# AIM OF THE TASK
Can you rewrite every line of the records below as a JSON list of strings, one string per line, with blank lines left out?

# DATASET RECORDS
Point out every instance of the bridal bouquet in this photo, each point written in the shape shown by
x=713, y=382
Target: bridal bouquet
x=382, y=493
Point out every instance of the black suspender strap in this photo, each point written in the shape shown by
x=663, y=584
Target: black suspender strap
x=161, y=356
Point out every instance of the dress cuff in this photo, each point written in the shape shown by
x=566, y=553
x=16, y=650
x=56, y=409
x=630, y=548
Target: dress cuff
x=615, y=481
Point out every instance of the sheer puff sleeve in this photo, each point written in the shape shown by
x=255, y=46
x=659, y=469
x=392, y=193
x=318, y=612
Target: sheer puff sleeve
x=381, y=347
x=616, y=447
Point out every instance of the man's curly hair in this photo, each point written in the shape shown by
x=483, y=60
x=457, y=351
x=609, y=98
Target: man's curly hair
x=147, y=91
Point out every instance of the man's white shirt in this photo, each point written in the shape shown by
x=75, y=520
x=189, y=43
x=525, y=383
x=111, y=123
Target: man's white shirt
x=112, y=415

# EXERCISE SOLUTION
[
  "Point out every instance of the bridal bouquet in this photo, each point written in the shape shown by",
  "x=713, y=382",
  "Target: bridal bouquet",
  "x=382, y=493",
  "Point out every instance of the black suspender strap in this photo, each point written in the shape shown by",
  "x=663, y=584",
  "Target: black suspender strap",
  "x=161, y=356",
  "Point out every instance of the dress cuff in this photo, each point written in the shape shown by",
  "x=566, y=553",
  "x=16, y=650",
  "x=56, y=409",
  "x=630, y=548",
  "Target: dress cuff",
  "x=615, y=481",
  "Point out every instance of the sheer puff sleeve in this photo, each point written in the shape shown by",
  "x=255, y=46",
  "x=659, y=469",
  "x=392, y=193",
  "x=318, y=612",
  "Target: sheer puff sleeve",
  "x=381, y=347",
  "x=616, y=447",
  "Point out every instance of the man's curly hair in this photo, each point written in the shape shown by",
  "x=483, y=60",
  "x=457, y=351",
  "x=609, y=98",
  "Target: man's curly hair",
  "x=147, y=91",
  "Point out every instance of the man's white shirt in this photo, each point written in the shape shown by",
  "x=75, y=520",
  "x=189, y=43",
  "x=525, y=383",
  "x=111, y=123",
  "Target: man's white shirt",
  "x=112, y=415"
]